Can you give back, word for word, the lines in the items below, from the line with "detect white bollard." up to and including the line with "left=118, top=336, right=124, bottom=350"?

------

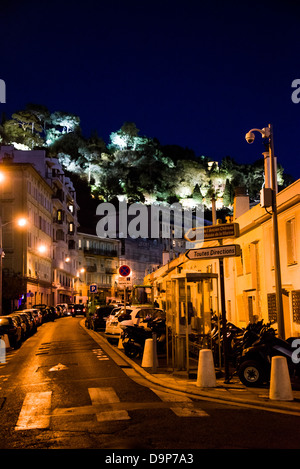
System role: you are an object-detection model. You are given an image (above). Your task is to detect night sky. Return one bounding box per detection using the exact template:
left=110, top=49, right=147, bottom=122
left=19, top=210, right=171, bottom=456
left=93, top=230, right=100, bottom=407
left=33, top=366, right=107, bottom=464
left=0, top=0, right=300, bottom=179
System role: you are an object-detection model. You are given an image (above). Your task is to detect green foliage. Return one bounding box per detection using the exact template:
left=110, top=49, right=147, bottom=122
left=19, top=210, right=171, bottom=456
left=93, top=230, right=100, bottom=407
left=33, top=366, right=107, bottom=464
left=0, top=104, right=290, bottom=208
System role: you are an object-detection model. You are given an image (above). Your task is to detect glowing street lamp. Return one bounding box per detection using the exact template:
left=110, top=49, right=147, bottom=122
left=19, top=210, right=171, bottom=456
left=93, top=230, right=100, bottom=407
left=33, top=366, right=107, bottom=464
left=245, top=124, right=285, bottom=339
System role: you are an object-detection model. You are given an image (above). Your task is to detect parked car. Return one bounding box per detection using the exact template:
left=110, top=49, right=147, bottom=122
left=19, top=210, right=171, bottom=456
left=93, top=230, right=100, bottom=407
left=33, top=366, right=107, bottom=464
left=9, top=311, right=32, bottom=340
left=105, top=306, right=165, bottom=338
left=32, top=303, right=48, bottom=322
left=56, top=303, right=68, bottom=316
left=85, top=305, right=116, bottom=331
left=0, top=316, right=22, bottom=349
left=31, top=309, right=43, bottom=327
left=71, top=303, right=86, bottom=318
left=16, top=309, right=41, bottom=332
left=67, top=303, right=75, bottom=316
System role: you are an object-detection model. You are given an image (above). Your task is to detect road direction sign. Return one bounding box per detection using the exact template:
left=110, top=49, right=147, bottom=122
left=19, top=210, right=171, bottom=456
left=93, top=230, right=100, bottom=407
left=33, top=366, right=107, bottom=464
left=119, top=264, right=131, bottom=277
left=185, top=244, right=241, bottom=260
left=90, top=283, right=98, bottom=293
left=185, top=223, right=240, bottom=241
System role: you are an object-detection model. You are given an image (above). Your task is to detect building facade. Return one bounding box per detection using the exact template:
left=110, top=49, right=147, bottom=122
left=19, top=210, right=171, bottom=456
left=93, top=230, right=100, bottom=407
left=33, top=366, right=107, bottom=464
left=0, top=160, right=52, bottom=312
left=76, top=232, right=120, bottom=303
left=0, top=146, right=79, bottom=309
left=144, top=180, right=300, bottom=368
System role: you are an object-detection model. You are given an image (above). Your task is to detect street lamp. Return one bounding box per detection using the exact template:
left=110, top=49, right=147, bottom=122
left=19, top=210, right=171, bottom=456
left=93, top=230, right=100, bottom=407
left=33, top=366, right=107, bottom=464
left=245, top=124, right=285, bottom=339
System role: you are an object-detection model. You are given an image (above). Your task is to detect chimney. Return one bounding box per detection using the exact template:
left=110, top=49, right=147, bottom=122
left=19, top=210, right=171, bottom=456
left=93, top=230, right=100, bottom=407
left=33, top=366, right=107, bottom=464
left=233, top=187, right=250, bottom=220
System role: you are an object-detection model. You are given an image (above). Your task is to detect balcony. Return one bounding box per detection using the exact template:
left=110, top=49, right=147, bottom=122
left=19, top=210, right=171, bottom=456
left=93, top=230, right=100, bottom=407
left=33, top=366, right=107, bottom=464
left=83, top=247, right=118, bottom=257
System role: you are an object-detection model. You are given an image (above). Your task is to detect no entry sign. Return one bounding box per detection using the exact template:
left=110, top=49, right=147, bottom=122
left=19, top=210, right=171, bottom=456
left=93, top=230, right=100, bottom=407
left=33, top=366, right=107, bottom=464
left=119, top=265, right=130, bottom=277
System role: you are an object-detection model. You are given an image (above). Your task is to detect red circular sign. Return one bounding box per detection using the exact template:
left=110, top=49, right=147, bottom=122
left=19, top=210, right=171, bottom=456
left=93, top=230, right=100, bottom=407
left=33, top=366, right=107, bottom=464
left=119, top=265, right=130, bottom=277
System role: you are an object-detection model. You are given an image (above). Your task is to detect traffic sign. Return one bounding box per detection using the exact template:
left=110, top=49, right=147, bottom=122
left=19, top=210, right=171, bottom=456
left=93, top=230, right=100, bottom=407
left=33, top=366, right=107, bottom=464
left=119, top=265, right=131, bottom=277
left=184, top=223, right=240, bottom=241
left=185, top=244, right=241, bottom=260
left=118, top=277, right=131, bottom=287
left=90, top=283, right=98, bottom=293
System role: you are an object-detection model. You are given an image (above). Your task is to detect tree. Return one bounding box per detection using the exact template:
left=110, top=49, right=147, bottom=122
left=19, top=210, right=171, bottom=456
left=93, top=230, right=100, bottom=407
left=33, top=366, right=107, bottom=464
left=3, top=111, right=44, bottom=150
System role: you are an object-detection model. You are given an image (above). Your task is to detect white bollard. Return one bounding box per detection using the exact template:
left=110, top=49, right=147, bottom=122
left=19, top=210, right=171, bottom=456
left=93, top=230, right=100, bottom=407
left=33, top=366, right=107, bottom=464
left=142, top=339, right=158, bottom=369
left=196, top=349, right=217, bottom=388
left=269, top=357, right=294, bottom=401
left=118, top=336, right=124, bottom=350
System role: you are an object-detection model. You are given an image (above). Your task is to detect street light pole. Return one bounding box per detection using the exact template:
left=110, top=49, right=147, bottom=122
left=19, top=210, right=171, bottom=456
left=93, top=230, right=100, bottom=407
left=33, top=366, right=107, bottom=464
left=269, top=124, right=285, bottom=339
left=246, top=124, right=285, bottom=339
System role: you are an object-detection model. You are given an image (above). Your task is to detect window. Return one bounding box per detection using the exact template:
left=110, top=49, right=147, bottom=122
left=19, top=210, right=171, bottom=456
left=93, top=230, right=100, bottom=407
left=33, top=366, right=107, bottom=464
left=68, top=221, right=74, bottom=234
left=56, top=209, right=64, bottom=223
left=286, top=218, right=297, bottom=265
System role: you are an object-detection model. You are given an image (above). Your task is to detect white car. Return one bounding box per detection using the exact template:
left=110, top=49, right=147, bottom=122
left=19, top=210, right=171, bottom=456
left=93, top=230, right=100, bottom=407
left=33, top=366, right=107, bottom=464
left=105, top=306, right=165, bottom=338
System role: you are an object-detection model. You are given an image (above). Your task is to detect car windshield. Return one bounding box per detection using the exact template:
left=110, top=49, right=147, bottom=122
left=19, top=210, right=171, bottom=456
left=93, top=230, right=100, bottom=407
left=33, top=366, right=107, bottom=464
left=0, top=317, right=10, bottom=326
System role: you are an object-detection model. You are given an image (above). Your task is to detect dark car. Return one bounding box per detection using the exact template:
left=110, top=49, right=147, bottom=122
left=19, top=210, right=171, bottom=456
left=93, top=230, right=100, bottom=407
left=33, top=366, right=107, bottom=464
left=0, top=316, right=22, bottom=348
left=71, top=303, right=85, bottom=318
left=86, top=305, right=116, bottom=331
left=32, top=304, right=48, bottom=322
left=15, top=309, right=39, bottom=332
left=10, top=311, right=33, bottom=339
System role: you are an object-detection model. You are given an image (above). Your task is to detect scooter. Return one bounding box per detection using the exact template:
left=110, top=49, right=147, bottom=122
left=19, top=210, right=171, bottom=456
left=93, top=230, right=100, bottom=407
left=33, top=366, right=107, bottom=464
left=121, top=318, right=166, bottom=358
left=237, top=325, right=300, bottom=387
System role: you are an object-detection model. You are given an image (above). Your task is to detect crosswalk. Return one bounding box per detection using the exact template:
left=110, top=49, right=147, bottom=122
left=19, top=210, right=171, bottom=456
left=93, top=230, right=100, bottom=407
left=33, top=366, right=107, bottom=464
left=15, top=387, right=209, bottom=431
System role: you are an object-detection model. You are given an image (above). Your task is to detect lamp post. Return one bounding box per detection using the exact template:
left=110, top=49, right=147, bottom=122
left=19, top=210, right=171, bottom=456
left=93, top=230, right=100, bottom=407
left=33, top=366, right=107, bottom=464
left=245, top=124, right=285, bottom=339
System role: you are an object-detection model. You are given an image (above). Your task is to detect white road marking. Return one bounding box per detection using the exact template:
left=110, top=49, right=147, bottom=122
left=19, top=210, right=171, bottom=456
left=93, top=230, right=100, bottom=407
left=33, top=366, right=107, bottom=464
left=89, top=387, right=130, bottom=422
left=150, top=388, right=209, bottom=417
left=48, top=363, right=68, bottom=371
left=15, top=391, right=52, bottom=430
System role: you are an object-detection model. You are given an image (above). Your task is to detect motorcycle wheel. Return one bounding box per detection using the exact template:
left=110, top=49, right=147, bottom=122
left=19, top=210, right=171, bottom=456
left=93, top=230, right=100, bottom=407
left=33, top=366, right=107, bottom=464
left=238, top=360, right=266, bottom=387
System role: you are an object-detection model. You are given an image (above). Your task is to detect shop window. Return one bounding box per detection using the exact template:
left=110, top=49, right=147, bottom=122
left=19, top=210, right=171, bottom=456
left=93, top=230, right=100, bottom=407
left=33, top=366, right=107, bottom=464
left=286, top=218, right=297, bottom=265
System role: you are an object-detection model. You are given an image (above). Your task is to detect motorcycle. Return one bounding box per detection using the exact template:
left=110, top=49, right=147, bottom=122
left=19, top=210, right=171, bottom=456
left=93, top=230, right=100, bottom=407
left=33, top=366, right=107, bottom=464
left=237, top=325, right=300, bottom=387
left=212, top=319, right=271, bottom=368
left=121, top=318, right=166, bottom=358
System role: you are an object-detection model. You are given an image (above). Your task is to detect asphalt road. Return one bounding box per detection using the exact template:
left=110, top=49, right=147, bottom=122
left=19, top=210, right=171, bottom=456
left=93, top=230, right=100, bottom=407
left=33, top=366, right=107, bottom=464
left=0, top=317, right=300, bottom=450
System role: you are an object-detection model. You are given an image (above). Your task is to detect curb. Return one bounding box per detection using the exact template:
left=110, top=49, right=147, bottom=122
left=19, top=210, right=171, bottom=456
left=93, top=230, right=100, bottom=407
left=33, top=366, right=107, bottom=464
left=80, top=320, right=300, bottom=416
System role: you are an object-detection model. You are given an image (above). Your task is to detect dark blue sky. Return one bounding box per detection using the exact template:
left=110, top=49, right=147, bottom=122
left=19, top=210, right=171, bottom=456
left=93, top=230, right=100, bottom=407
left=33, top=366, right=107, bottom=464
left=0, top=0, right=300, bottom=179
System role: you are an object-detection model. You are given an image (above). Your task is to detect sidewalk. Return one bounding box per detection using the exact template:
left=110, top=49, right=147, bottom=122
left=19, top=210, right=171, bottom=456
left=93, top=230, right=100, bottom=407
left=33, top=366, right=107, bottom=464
left=82, top=325, right=300, bottom=417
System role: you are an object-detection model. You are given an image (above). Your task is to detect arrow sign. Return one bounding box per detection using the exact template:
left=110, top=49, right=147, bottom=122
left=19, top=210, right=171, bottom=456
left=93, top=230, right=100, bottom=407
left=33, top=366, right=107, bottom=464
left=48, top=363, right=68, bottom=371
left=185, top=244, right=241, bottom=260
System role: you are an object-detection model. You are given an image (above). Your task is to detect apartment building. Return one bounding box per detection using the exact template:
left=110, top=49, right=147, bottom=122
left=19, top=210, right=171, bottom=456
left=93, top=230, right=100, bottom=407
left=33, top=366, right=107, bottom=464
left=76, top=232, right=120, bottom=303
left=0, top=146, right=79, bottom=309
left=224, top=180, right=300, bottom=337
left=0, top=153, right=52, bottom=312
left=45, top=158, right=79, bottom=304
left=144, top=180, right=300, bottom=360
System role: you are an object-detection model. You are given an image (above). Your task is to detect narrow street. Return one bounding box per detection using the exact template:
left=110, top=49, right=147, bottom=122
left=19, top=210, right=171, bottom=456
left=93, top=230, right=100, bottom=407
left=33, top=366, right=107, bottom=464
left=0, top=317, right=300, bottom=453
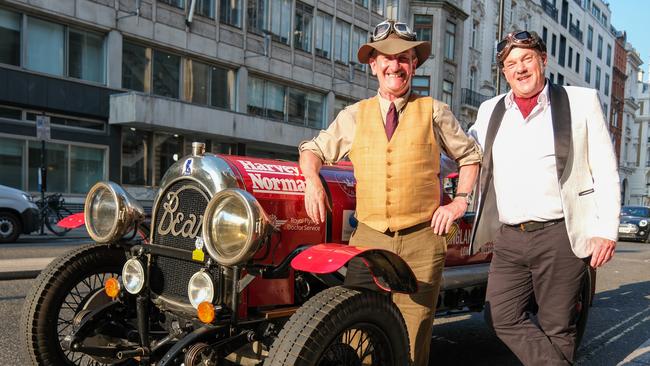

------

RESULT BELOW
System role: you are an object-detection model. You are given an image (above). Your task is to detect white bollard. Return one bounding box per detection using the exact template:
left=110, top=49, right=147, bottom=122
left=19, top=210, right=171, bottom=456
left=93, top=230, right=100, bottom=407
left=33, top=366, right=107, bottom=464
left=142, top=339, right=158, bottom=369
left=196, top=349, right=217, bottom=388
left=269, top=357, right=294, bottom=401
left=118, top=336, right=124, bottom=350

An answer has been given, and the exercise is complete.